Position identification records
>> Begin

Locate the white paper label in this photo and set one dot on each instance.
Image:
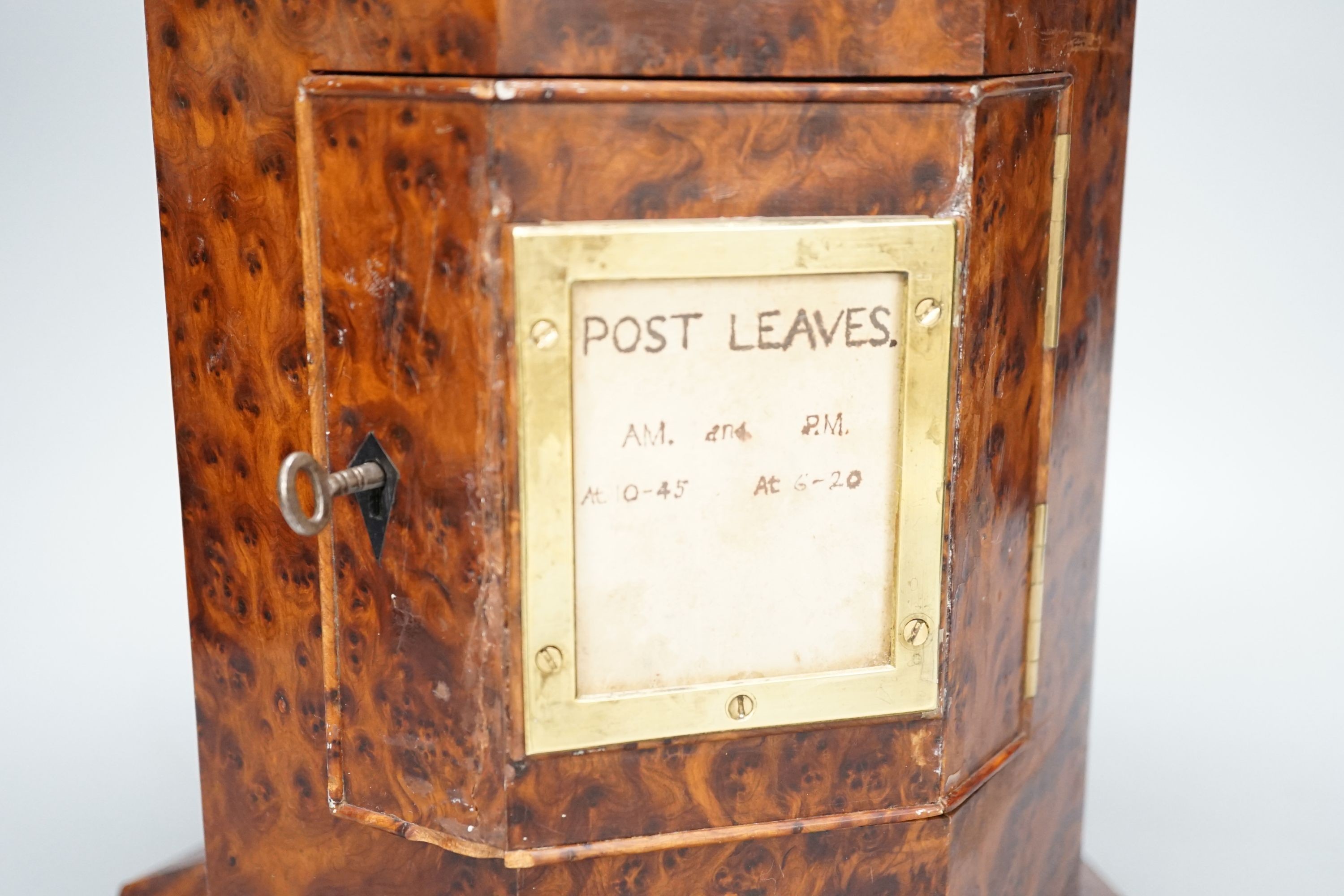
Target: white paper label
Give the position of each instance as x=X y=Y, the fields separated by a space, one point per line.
x=736 y=449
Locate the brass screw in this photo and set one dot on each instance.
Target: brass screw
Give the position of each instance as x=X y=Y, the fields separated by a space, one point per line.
x=550 y=660
x=545 y=334
x=741 y=707
x=916 y=632
x=928 y=312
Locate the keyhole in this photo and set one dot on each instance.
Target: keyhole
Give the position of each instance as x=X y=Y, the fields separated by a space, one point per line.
x=741 y=707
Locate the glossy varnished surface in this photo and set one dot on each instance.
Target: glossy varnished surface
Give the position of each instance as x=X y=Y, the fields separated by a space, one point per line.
x=224 y=80
x=381 y=152
x=410 y=340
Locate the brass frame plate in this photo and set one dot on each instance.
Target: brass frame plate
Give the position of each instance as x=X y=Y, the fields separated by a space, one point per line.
x=547 y=261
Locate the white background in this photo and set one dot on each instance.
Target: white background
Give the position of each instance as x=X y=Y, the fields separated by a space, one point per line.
x=1217 y=718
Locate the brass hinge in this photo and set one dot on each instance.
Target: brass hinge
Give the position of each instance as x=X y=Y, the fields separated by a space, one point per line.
x=1035 y=598
x=1055 y=271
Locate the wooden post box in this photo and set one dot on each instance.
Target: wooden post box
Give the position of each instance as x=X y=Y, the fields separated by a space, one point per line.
x=722 y=389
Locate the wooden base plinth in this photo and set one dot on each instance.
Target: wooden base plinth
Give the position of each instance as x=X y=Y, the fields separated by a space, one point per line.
x=190 y=880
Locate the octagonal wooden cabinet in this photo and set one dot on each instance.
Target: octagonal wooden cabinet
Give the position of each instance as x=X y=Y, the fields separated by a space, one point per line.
x=710 y=382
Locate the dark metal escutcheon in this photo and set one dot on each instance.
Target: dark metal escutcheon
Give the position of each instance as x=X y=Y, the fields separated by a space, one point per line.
x=371 y=478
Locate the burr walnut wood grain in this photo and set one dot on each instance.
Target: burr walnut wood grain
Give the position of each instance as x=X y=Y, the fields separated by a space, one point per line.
x=402 y=214
x=224 y=81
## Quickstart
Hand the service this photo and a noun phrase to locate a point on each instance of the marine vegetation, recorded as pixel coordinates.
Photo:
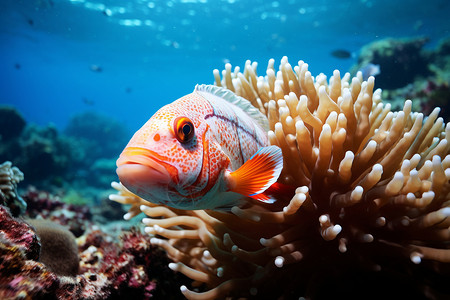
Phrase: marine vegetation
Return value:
(370, 214)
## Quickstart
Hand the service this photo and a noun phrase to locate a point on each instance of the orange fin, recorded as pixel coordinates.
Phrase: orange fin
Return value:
(258, 173)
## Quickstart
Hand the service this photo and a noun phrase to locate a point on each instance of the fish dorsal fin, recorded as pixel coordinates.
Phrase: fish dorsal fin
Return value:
(232, 98)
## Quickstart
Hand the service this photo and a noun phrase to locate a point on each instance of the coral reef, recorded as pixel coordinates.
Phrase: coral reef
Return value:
(108, 269)
(11, 123)
(372, 203)
(18, 234)
(9, 178)
(59, 251)
(401, 61)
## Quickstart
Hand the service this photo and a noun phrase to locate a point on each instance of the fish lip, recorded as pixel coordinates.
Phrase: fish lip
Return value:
(143, 158)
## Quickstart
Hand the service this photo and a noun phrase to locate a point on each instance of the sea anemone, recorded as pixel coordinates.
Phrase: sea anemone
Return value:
(372, 202)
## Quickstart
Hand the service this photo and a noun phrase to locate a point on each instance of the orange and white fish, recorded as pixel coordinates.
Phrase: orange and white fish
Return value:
(206, 150)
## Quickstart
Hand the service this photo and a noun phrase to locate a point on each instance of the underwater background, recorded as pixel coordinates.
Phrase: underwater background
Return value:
(79, 77)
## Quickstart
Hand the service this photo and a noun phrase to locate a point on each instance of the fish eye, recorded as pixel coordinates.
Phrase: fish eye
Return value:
(183, 129)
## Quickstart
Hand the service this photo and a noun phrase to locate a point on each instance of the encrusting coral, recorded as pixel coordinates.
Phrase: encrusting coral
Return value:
(372, 197)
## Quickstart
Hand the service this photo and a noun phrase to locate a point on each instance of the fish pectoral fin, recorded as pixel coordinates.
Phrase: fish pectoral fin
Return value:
(257, 174)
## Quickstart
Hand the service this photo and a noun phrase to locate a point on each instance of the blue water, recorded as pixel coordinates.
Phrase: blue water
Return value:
(153, 52)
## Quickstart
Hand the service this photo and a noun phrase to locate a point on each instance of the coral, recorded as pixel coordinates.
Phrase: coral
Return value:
(372, 202)
(11, 123)
(59, 251)
(9, 178)
(108, 269)
(400, 60)
(16, 233)
(44, 205)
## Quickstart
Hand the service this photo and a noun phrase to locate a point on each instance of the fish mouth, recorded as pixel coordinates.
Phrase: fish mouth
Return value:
(138, 169)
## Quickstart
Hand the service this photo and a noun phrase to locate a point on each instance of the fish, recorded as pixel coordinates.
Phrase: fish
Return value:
(341, 53)
(207, 150)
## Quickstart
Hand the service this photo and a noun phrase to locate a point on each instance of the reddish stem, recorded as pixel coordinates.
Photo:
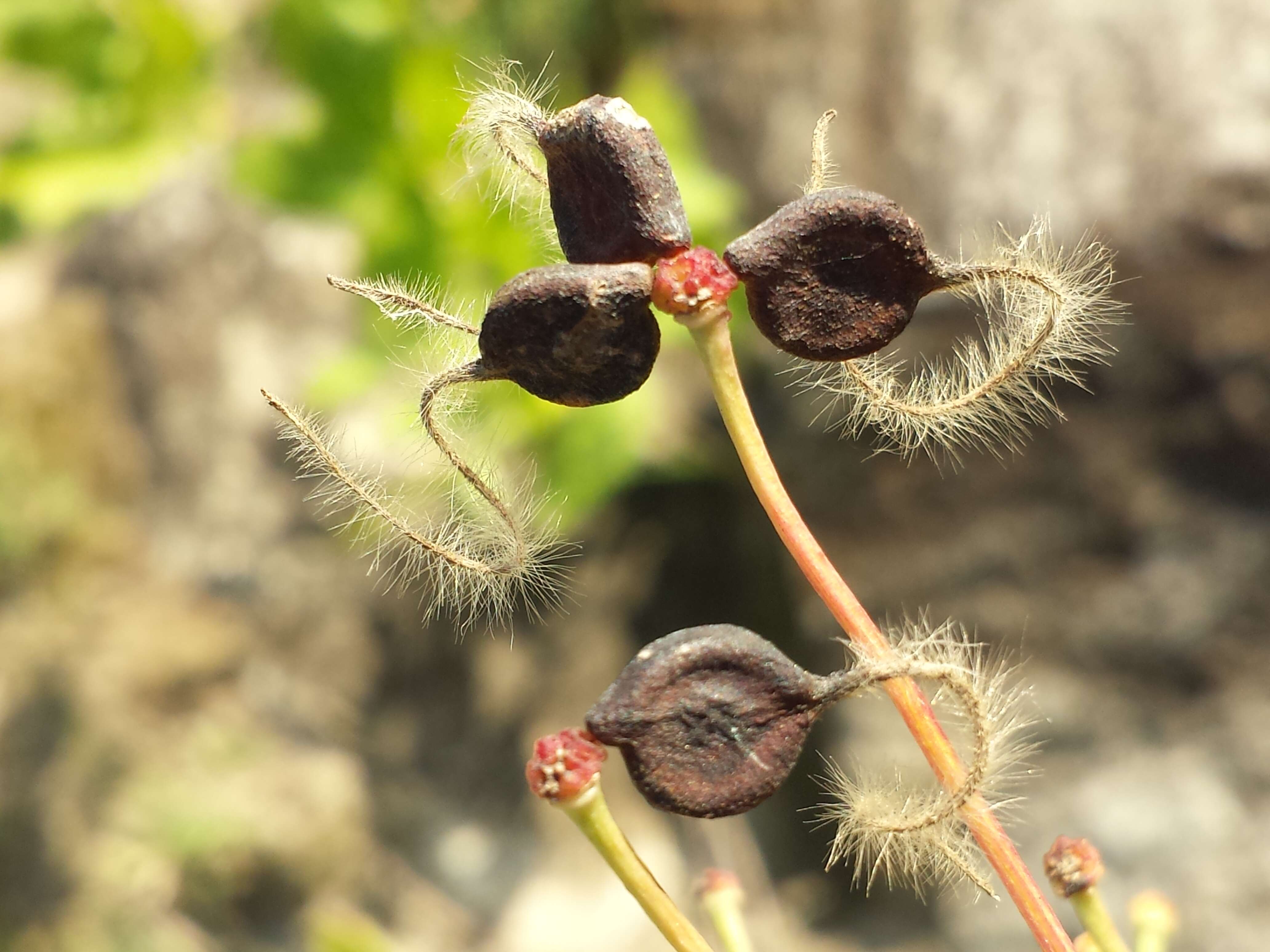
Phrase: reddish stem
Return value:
(709, 329)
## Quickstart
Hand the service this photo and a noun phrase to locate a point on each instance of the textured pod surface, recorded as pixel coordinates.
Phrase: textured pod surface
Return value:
(573, 334)
(710, 720)
(835, 275)
(613, 192)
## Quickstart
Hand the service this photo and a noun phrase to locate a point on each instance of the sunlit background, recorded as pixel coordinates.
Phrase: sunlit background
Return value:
(219, 733)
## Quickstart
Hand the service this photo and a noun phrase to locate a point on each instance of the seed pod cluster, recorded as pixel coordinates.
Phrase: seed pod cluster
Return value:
(613, 192)
(835, 275)
(710, 720)
(573, 334)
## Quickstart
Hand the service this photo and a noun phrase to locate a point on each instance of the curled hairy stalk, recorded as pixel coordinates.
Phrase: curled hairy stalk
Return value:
(822, 167)
(473, 568)
(412, 305)
(500, 133)
(1047, 311)
(917, 837)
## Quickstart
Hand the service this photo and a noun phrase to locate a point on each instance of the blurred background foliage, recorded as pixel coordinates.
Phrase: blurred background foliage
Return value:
(346, 110)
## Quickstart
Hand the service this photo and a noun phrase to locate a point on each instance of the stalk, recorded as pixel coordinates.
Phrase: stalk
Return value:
(590, 811)
(710, 333)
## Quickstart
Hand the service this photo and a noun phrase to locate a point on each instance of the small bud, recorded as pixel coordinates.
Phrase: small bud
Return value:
(573, 334)
(716, 880)
(835, 275)
(1072, 866)
(613, 192)
(1154, 912)
(710, 720)
(690, 281)
(564, 765)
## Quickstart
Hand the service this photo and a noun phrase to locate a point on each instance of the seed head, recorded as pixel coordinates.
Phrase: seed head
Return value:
(564, 765)
(613, 192)
(835, 275)
(710, 720)
(573, 334)
(1072, 866)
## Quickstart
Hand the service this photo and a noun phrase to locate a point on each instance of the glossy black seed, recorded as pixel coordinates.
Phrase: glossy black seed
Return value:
(835, 275)
(710, 720)
(613, 193)
(574, 334)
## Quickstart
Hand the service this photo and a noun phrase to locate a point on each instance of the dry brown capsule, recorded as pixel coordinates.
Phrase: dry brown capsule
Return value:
(710, 720)
(613, 193)
(835, 275)
(573, 334)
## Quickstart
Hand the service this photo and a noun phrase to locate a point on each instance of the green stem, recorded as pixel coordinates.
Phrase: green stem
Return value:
(590, 811)
(1096, 919)
(723, 907)
(714, 343)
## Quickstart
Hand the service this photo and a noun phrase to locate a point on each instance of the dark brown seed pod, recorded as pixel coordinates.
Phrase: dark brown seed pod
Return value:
(710, 720)
(613, 193)
(835, 275)
(573, 334)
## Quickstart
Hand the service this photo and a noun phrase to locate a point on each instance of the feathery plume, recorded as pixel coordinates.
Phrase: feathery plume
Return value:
(916, 837)
(474, 569)
(409, 304)
(822, 167)
(1047, 313)
(500, 133)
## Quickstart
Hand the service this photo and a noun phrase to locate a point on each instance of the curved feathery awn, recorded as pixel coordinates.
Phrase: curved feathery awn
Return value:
(917, 838)
(1047, 311)
(500, 134)
(472, 567)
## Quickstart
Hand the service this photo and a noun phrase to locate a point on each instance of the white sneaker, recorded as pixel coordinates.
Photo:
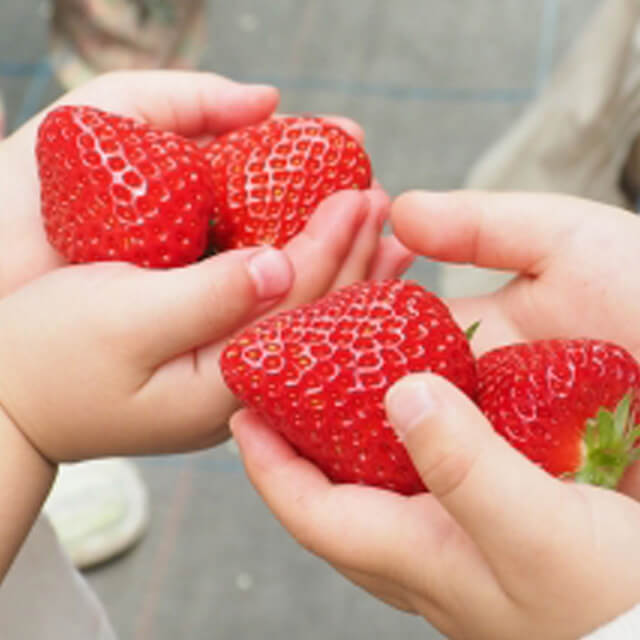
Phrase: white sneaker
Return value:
(98, 509)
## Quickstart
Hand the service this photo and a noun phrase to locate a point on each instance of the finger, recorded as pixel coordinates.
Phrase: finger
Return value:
(189, 103)
(363, 531)
(516, 232)
(333, 521)
(392, 259)
(391, 593)
(362, 252)
(476, 475)
(185, 308)
(318, 253)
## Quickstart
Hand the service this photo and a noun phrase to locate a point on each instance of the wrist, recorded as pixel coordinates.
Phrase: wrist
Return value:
(25, 480)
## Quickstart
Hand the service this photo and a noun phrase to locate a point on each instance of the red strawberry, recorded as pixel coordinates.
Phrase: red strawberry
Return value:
(318, 374)
(115, 189)
(560, 402)
(270, 177)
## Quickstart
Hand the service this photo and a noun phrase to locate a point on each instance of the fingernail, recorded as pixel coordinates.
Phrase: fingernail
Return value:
(244, 88)
(408, 403)
(271, 273)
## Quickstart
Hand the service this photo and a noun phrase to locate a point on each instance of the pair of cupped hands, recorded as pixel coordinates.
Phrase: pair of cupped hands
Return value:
(111, 359)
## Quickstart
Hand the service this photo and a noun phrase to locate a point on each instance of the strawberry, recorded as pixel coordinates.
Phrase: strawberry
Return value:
(568, 405)
(115, 189)
(270, 177)
(318, 374)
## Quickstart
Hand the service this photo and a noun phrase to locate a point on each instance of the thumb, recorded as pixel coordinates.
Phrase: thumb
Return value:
(502, 500)
(187, 307)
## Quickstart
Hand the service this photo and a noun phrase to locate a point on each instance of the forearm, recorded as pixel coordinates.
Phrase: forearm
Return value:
(25, 480)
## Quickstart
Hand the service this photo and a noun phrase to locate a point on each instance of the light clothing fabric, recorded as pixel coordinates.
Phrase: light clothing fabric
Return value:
(43, 597)
(626, 627)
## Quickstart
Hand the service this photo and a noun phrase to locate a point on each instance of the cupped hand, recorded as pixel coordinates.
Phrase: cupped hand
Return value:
(193, 104)
(575, 262)
(498, 550)
(110, 359)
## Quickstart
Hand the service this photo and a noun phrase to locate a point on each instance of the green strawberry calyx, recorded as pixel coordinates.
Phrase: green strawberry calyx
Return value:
(610, 445)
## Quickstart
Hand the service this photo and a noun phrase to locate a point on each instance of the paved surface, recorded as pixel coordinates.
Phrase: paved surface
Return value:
(433, 82)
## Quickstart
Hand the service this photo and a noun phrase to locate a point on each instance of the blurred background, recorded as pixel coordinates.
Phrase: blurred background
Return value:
(434, 83)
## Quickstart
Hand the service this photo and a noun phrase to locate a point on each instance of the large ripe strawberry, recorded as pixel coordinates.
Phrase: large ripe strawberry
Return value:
(318, 374)
(115, 189)
(268, 178)
(568, 405)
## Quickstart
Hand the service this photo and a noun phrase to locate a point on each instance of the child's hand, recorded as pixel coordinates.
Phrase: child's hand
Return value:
(196, 105)
(576, 266)
(499, 550)
(576, 262)
(111, 359)
(189, 103)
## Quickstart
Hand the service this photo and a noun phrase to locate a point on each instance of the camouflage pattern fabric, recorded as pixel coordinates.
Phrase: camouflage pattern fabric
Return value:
(92, 36)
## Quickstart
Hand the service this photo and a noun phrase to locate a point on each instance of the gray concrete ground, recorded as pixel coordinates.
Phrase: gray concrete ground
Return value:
(433, 82)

>> End

* DESCRIPTION OF THE TASK: Rewrite the material from its start up to and including the line containing "x=736 y=449", keeping the requests as they are but multiplying every coordinate in the answers by 2 and rounding to whole numbers, with halves rounded up. Leave the pictures out of your reply.

* RESPONSE TO THIS EXERCISE:
Locate the white paper label in this photo and set one dot on each instance.
Image:
Target: white paper label
Give the position of each instance as x=X y=Y, the fields separated by a space, one point per line.
x=1472 y=898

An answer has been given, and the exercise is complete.